» **What is asked**
Copy the records below word for word, starting with the line that contains "Return the mask of every instance of the green" and going on through the line that contains "POLYGON ((120 53, 114", with both of those lines included.

» **Raw records**
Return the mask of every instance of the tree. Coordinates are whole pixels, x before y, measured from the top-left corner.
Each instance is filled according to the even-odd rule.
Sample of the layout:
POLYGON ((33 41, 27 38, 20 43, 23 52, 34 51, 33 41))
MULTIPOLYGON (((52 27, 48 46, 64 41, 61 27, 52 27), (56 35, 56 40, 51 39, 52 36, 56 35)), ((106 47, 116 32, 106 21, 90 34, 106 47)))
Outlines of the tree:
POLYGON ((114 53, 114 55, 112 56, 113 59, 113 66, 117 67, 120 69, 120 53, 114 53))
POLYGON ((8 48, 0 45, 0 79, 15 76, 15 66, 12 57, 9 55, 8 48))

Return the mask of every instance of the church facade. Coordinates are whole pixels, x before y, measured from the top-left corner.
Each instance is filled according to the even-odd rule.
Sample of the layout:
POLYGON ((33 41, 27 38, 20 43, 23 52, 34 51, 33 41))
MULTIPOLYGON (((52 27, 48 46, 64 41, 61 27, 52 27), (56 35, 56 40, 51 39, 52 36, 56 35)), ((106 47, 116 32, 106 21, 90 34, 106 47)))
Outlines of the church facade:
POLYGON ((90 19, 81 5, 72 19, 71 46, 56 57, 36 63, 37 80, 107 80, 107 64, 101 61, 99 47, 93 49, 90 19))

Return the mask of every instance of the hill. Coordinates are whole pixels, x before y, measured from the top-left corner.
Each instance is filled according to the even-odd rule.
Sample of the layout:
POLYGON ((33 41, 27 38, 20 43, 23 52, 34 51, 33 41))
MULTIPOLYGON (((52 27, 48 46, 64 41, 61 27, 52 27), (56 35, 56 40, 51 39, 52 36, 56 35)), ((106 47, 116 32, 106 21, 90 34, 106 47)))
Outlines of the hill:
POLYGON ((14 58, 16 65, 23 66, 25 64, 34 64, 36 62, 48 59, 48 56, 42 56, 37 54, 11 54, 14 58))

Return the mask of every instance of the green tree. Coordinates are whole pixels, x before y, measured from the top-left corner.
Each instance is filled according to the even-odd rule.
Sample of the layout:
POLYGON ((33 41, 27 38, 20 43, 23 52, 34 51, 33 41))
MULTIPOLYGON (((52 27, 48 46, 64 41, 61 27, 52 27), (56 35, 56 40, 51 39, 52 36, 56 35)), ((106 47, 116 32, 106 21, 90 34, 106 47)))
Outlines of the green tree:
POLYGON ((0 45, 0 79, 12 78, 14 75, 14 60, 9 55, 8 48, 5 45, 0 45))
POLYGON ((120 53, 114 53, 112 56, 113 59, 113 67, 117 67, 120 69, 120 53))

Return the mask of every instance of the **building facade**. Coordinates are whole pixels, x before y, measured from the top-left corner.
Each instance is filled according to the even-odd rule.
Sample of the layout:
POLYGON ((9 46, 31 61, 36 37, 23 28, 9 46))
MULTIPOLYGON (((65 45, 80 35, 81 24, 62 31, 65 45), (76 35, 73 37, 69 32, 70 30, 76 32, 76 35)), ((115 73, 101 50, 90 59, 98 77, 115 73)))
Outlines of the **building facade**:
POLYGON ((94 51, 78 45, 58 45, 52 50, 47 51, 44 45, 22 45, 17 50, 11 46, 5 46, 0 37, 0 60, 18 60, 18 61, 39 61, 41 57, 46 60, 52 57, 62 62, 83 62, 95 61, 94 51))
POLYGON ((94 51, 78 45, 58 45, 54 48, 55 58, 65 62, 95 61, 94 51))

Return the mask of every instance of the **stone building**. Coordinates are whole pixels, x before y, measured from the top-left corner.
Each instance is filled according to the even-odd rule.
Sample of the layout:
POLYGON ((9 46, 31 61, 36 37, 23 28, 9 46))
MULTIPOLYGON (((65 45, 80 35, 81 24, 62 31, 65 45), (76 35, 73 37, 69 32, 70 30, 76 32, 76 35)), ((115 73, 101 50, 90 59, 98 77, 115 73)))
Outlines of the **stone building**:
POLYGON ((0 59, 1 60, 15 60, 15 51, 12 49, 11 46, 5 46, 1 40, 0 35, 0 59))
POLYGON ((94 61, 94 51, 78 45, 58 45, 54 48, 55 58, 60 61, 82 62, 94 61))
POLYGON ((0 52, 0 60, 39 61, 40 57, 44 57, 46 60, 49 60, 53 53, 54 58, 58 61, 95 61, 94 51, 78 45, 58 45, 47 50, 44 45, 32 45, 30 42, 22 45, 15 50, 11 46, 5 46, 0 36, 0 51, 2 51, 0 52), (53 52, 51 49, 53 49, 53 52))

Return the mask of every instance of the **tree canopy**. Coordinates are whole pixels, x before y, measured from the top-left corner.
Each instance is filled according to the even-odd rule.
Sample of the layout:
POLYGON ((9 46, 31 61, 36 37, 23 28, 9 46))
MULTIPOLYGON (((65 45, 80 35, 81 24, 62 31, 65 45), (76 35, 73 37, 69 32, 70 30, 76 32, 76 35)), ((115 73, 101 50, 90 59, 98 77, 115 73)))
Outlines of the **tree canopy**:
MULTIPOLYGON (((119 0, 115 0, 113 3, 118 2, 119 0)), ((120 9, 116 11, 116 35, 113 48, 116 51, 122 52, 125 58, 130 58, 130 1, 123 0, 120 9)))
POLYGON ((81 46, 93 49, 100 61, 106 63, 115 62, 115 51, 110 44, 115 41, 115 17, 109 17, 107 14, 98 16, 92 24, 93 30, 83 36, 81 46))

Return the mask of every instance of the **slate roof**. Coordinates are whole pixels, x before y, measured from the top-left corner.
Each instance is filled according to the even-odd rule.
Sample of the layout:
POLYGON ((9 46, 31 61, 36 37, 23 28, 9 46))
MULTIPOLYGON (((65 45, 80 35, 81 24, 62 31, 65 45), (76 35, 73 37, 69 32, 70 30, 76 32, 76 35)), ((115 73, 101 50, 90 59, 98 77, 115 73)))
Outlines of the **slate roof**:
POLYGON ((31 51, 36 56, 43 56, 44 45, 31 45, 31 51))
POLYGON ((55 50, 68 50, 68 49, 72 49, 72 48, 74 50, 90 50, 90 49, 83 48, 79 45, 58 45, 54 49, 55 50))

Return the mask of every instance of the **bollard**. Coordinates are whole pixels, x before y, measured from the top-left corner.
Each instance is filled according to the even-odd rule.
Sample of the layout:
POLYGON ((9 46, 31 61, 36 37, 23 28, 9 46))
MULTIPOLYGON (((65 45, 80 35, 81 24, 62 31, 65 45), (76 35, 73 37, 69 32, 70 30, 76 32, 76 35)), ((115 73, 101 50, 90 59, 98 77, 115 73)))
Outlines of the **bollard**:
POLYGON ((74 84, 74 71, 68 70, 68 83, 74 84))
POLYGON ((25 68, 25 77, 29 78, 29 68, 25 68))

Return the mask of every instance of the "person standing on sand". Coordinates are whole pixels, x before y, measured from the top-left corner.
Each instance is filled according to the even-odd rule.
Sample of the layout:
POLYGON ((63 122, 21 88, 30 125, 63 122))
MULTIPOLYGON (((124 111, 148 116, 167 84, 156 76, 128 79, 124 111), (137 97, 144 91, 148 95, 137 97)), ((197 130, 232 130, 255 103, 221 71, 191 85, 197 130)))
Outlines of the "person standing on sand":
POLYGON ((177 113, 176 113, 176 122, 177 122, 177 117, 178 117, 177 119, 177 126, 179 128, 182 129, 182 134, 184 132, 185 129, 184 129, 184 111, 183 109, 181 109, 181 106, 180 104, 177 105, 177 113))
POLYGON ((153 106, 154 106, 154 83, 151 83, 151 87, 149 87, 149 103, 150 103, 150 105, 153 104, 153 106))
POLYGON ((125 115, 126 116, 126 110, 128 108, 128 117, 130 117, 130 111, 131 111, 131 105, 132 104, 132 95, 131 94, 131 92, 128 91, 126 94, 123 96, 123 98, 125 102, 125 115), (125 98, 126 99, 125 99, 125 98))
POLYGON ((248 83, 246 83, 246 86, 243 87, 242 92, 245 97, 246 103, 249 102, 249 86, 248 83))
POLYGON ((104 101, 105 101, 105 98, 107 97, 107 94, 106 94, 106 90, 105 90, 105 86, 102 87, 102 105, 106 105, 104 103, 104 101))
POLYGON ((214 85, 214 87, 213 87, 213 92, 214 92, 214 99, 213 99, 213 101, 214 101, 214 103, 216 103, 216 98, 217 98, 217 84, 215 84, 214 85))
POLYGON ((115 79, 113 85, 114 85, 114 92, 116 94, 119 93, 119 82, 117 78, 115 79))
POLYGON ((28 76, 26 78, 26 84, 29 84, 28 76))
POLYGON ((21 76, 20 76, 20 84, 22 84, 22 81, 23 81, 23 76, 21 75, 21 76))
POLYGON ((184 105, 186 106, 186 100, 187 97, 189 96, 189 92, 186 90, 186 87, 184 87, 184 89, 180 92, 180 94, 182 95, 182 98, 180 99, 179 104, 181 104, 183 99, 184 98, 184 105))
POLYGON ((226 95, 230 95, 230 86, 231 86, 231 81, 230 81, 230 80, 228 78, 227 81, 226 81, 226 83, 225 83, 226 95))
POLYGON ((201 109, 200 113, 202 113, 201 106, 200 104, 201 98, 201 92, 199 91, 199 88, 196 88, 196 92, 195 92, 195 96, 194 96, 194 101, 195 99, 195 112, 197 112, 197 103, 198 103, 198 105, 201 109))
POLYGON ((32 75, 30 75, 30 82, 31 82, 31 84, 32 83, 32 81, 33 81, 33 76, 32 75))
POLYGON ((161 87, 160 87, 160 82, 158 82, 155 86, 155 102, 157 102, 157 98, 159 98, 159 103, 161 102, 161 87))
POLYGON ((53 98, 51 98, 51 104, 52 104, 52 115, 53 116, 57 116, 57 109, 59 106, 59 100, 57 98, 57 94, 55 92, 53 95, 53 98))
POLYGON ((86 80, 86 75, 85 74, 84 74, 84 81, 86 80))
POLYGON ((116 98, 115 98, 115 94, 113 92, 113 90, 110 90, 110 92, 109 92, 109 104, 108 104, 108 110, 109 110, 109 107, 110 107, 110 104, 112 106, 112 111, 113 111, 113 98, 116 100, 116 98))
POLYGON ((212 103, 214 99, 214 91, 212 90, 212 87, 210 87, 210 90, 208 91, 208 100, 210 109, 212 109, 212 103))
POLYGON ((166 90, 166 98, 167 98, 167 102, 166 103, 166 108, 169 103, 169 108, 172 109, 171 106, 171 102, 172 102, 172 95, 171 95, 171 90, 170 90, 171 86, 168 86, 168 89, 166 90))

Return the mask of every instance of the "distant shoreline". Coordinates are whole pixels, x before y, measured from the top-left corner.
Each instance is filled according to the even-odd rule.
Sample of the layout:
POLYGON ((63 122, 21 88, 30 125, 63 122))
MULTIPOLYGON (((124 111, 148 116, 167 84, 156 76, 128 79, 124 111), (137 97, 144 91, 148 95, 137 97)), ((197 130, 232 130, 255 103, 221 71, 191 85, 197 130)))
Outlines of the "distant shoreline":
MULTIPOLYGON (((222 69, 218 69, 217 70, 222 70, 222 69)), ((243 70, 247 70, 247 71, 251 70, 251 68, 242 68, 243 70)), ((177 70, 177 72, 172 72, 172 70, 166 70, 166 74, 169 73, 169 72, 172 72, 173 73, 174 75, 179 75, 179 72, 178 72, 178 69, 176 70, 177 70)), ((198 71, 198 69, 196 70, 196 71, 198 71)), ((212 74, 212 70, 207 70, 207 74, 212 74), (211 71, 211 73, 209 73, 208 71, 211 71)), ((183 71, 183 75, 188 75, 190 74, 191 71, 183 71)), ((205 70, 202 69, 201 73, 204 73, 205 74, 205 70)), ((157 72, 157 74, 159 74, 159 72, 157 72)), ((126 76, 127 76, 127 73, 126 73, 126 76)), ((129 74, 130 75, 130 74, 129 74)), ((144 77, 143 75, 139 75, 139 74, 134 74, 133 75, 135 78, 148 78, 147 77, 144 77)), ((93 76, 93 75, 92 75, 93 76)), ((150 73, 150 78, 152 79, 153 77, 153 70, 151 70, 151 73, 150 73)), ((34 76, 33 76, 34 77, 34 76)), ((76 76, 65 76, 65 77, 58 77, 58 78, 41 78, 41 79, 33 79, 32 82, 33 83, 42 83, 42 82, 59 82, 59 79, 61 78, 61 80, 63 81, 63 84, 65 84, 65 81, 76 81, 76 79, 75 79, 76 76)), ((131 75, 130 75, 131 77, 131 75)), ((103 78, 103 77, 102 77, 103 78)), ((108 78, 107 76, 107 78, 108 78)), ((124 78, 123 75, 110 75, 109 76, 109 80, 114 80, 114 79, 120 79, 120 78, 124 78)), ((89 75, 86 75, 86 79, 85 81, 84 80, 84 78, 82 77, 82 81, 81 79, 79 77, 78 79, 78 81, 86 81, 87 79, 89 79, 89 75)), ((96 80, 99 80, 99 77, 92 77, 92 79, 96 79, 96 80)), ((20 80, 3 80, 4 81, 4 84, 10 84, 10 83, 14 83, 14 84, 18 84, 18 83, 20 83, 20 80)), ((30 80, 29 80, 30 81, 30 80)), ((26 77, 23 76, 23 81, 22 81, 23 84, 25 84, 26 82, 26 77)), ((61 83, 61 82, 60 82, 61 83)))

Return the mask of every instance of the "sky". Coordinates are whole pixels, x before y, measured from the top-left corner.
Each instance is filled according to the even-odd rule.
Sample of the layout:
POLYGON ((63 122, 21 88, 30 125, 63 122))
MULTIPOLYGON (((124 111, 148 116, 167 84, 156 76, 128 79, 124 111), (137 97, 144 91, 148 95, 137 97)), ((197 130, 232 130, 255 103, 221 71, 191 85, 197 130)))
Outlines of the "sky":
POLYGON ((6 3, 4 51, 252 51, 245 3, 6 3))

» **Output of the task**
Return the mask of every instance of the green tree. Coordinates are whole pixels, x before y, measured from the top-left corner.
Each instance is filled according to the even-odd rule.
Sample of the layout:
POLYGON ((33 41, 27 38, 20 43, 23 52, 34 51, 33 41))
MULTIPOLYGON (((52 27, 48 46, 64 41, 61 27, 52 27), (56 35, 56 40, 51 39, 52 36, 56 35)), ((106 47, 116 32, 106 21, 90 34, 106 47)))
Outlines of the green tree:
POLYGON ((0 45, 0 79, 12 78, 14 75, 14 60, 9 55, 8 48, 5 45, 0 45))
POLYGON ((120 53, 114 53, 112 56, 113 59, 113 67, 117 67, 120 69, 120 53))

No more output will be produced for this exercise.